§ **Excerpted text**
I think I may be the last guy left looking for a bottom here as most analysts are looking for retests of the 1/22 lows and most traders are looking for the exits. As David Fry points out in this S&P chart, investors were just slammed all day long with a "get me out" finish that literally had people screaming.
Yesterday I really felt like the guy in Animal House who stood in front of the crowd saying: "remain calm, all is well" as the crowd ran him over. Much like Supreme Court Justice Potter Stewart’s comment about pornography, I shall not today attempt further to define the kinds of shenanigans I understand to be occurring in the manipulation of the stock market; and perhaps I could never succeed in intelligibly doing so, but I know it when I see it, and I sure saw a lot of it yesterday.
I said to members yesterday afternoon that I couldn’t articulate a bullish position based on these truly AWFUL charts but I also couldn’t find anything I wanted to go short on. If there is nothing to go short on and I don’t want to go to cash, then I guess I’m a bull!

§ **Given records**
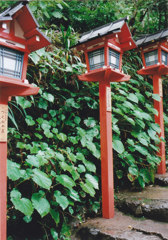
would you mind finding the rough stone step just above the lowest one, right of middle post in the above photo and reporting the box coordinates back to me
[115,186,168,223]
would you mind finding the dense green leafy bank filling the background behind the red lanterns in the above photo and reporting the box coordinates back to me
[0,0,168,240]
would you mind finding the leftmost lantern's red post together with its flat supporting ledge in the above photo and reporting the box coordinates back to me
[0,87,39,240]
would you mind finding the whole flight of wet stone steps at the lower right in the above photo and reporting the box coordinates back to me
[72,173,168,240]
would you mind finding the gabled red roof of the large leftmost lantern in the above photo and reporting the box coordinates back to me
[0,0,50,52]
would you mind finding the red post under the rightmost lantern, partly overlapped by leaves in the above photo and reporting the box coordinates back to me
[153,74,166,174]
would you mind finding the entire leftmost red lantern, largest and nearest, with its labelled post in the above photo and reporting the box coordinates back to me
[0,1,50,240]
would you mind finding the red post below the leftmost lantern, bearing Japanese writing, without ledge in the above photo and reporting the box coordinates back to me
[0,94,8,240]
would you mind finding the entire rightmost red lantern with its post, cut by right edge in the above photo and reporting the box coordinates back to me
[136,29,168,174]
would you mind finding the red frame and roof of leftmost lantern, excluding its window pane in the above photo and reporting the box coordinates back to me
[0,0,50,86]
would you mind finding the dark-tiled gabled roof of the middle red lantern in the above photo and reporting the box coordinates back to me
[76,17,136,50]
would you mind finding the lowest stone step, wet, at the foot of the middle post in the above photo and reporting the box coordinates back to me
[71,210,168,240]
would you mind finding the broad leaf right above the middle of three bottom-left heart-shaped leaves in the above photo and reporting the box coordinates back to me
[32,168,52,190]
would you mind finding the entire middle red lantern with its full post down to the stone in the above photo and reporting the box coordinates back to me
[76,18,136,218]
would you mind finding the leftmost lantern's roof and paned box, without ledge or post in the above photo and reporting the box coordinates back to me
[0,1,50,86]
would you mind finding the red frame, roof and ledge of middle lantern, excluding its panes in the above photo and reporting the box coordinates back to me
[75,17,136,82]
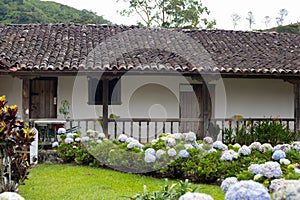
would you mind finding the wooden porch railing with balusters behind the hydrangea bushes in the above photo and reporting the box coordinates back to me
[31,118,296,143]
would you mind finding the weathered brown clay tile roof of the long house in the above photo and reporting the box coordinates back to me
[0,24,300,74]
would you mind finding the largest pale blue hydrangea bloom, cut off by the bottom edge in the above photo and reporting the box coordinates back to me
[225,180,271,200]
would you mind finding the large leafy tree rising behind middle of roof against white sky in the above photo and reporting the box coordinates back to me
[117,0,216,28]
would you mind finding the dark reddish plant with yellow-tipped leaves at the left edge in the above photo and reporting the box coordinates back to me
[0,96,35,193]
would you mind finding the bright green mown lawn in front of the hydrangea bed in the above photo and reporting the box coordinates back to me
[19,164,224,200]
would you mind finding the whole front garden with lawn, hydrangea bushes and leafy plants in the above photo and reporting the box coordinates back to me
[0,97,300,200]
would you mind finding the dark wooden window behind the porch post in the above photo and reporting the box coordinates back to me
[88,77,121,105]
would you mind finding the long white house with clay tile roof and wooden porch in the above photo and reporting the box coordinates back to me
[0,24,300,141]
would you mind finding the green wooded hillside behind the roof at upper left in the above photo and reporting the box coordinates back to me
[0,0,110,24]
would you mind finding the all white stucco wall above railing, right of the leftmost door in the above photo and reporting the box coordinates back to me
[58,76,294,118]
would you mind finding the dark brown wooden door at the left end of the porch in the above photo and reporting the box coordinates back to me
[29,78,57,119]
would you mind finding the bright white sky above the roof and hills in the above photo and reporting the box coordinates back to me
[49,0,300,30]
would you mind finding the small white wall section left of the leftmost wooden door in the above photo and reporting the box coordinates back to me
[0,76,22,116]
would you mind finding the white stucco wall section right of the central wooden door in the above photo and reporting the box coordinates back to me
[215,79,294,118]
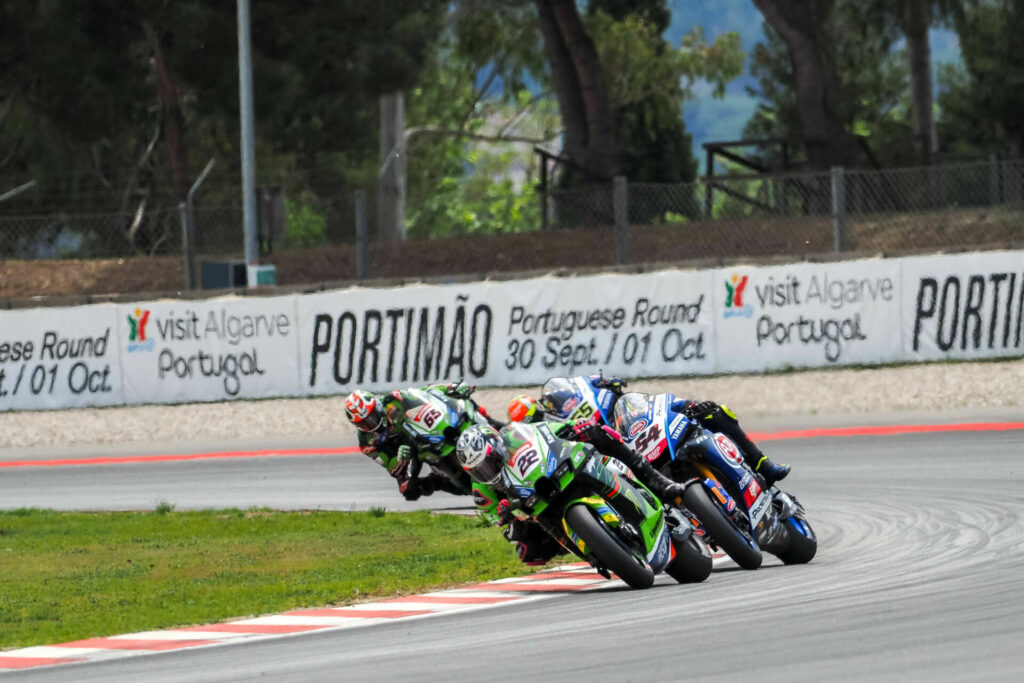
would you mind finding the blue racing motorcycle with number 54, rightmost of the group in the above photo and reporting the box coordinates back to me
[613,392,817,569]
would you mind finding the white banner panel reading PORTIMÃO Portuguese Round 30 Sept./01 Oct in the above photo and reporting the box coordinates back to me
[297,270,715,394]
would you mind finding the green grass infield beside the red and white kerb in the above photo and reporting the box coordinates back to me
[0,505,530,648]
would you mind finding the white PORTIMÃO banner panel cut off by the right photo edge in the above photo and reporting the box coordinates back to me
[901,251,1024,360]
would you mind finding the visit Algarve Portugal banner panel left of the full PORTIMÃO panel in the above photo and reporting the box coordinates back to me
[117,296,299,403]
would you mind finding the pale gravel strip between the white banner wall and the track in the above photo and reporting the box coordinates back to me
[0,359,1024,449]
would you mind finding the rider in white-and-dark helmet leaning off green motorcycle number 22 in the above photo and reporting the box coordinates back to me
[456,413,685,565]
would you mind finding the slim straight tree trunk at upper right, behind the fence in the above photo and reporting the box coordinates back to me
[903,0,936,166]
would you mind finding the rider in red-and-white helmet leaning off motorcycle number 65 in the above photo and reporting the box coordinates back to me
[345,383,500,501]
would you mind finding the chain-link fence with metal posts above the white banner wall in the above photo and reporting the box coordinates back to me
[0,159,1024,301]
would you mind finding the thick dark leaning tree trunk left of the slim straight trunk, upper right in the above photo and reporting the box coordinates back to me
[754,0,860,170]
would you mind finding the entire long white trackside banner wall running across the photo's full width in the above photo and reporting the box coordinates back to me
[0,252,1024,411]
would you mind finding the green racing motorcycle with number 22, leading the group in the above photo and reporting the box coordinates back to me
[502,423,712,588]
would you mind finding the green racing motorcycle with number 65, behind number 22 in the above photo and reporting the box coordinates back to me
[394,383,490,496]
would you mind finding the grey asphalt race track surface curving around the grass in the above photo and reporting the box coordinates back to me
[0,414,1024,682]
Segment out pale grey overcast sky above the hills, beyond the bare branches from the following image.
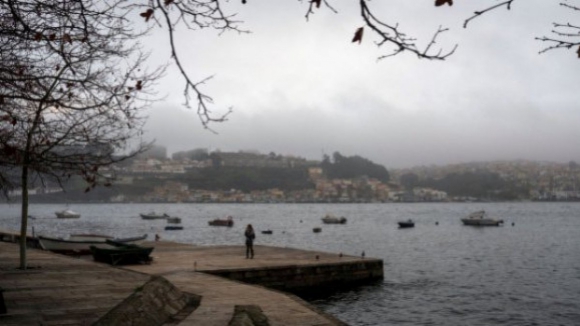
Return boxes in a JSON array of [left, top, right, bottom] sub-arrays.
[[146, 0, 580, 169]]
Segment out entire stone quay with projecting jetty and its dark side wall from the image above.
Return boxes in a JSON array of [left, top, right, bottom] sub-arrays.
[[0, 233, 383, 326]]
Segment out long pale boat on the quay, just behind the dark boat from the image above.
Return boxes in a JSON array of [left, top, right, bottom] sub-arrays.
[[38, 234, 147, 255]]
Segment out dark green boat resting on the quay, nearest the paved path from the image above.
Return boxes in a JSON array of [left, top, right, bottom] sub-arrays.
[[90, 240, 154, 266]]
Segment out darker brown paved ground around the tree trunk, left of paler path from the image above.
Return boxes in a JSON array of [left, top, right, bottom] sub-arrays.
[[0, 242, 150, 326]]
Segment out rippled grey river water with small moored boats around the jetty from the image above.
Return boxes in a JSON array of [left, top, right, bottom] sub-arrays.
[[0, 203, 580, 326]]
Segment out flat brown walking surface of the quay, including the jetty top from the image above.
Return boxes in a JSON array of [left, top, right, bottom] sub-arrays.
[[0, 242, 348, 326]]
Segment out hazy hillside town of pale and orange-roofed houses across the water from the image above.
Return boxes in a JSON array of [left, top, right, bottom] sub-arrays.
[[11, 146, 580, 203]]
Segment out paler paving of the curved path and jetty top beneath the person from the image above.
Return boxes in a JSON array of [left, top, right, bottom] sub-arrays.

§ **Complete the following**
[1] List the three things the stock market commentary says the writer, most analysts, and most traders are each looking for.
[2] In the stock market commentary, what kind of finish were investors slammed with?
[3] Continue the stock market commentary from where it stops.

§ **Answers by item**
[1]
- The writer: a bottom
- Most analysts: retests of the 1/22 lows
- Most traders: the exits

[2] A "get me out" finish that literally had people screaming.

[3]
Trader Mike paints a dire picture of the financials with this chart:
This does indeed look terrible as does pretty much every other chart out there but let’s think, just for a second about the undelying premise here. BAC, for example, wrote down $3Bn last quarter - BUT, they earned $14.9Bn in 2007, INCLUDING THE WRITE DOWN! In all of 2003 they made $9Bn and for 2000-2003 BAC made $34.1Bn while in 2004-7 they made $66.5B.
This is not even comparing apples to oranges, this is comparing apples to bananas!
If you want to sell me BAC for the same price it was trading for in 2003 because it had $3Bn, $6Bn, $12Bn in losses based on an event they have hopefully learned a lesson from - FINE, sign me up!
The same goes for C ($60.6Bn vs. $66.6Bn as a 4 year total AFTER $16Bn in write-downs), GS ($11.4Bn vs. $30Bn) or pretty much any of the other financial institutions that are under fire. We don’t buy companies based on recent losses, we are supposed to examine companies based on future earnings and the future earnings of almost any of the XLF components is UP from here.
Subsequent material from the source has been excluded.